TEXT TO READ:
--------------------------------------------------

Tuesday, April 27, 2010

Richard Dawkins and "The God Delusion"

A friend of mine recently posted this video on his Facebook page, and I commented on it there. But because what I said returns to a thought I've had recurringly, I decided I would also record the thought here.

I am nagged by the feeling that Richard Dawkins, in his argument in favour of atheism, just makes things far too easy on himself. As Northrop Frye (in my view, a much more impressive thinker than Dawkins) once said (I paraphrase): "The problem with the question 'Do you believe in God' is that what people really mean is 'Do you believe in what I mean by the word God'." And Dawkins takes a very literalistic and naive and therefore very stupid idea of God ---an old guy in the clouds struggles with a snake in a garden and intervenes omnipotently but, 'for reasons unknown,' capriciously in human affairs--- and then shows just how stupid it is. Well...duh. Yes, that sort of thinking is superstition, and those people who stand by it are probably stupid. But what Dawkins wants, really, is to say just how stupid ALL believers are (you notice how he won't let go of that). Any idea more nuanced than the one he has just crushed is, in his view, "nebulous," and therefore he is still by far the cleverest man about.

--------------------------------------------------

DIRECTION A: Reproduce the blog post on Richard Dawkins word for word, from start to finish.

--------------------------------------------------

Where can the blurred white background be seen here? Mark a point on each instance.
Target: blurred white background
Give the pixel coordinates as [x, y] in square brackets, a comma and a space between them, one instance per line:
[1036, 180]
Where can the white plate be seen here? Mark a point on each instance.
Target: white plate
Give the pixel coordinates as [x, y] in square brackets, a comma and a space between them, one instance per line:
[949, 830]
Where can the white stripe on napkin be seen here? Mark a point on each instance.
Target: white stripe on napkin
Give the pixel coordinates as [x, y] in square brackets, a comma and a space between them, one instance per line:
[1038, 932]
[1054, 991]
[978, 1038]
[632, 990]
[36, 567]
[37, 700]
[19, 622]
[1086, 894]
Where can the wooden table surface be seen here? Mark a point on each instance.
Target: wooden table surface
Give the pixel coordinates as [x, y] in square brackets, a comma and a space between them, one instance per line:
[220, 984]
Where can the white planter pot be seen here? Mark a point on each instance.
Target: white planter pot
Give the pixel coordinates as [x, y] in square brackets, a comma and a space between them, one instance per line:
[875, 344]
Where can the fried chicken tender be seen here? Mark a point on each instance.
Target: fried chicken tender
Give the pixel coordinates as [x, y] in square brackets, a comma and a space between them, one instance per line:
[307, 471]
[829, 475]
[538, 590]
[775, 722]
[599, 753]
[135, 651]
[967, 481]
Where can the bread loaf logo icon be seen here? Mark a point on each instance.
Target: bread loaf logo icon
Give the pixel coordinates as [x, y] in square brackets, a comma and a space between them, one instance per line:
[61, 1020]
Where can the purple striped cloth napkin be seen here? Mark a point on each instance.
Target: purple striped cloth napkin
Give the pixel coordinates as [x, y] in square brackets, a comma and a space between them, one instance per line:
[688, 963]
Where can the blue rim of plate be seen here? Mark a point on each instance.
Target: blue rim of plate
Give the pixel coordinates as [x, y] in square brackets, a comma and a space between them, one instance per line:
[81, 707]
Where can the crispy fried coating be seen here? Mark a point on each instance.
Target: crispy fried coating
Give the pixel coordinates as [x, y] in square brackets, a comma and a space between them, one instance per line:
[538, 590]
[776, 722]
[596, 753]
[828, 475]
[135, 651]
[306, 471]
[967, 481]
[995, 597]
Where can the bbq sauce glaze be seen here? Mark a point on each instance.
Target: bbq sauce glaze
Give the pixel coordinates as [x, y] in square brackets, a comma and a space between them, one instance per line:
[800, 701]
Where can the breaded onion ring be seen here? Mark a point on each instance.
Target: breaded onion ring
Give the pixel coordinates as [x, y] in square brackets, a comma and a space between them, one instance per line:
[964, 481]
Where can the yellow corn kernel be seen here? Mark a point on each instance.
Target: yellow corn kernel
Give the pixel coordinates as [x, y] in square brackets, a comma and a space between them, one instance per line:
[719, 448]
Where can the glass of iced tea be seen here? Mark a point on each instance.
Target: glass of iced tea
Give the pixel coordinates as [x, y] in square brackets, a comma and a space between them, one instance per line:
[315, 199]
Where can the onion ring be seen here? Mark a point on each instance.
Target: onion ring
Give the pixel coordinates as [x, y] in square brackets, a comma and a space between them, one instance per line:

--------------------------------------------------

DIRECTION B: Collect every line in the records that contains the word "plate", and copy each one in full.

EXERCISE SOLUTION A:
Tuesday, April 27, 2010

Richard Dawkins and "The God Delusion"

A friend of mine recently posted this video on his Facebook page, and I commented on it there. But because what I said returns to a thought I've had recurringly, I decided I would also record the thought here.

I am nagged by the feeling that Richard Dawkins, in his argument in favour of atheism, just makes things far too easy on himself. As Northrop Frye (in my view, a much more impressive thinker than Dawkins) once said (I paraphrase): "The problem with the question 'Do you believe in God' is that what people really mean is 'Do you believe in what I mean by the word God'." And Dawkins takes a very literalistic and naive and therefore very stupid idea of God ---an old guy in the clouds struggles with a snake in a garden and intervenes omnipotently but, 'for reasons unknown,' capriciously in human affairs--- and then shows just how stupid it is. Well...duh. Yes, that sort of thinking is superstition, and those people who stand by it are probably stupid. But what Dawkins wants, really, is to say just how stupid ALL believers are (you notice how he won't let go of that). Any idea more nuanced than the one he has just crushed is, in his view, "nebulous," and therefore he is still by far the cleverest man about.

EXERCISE SOLUTION B:
Where can the white plate be seen here? Mark a point on each instance.
Target: white plate
Where can the blue rim of plate be seen here? Mark a point on each instance.
Target: blue rim of plate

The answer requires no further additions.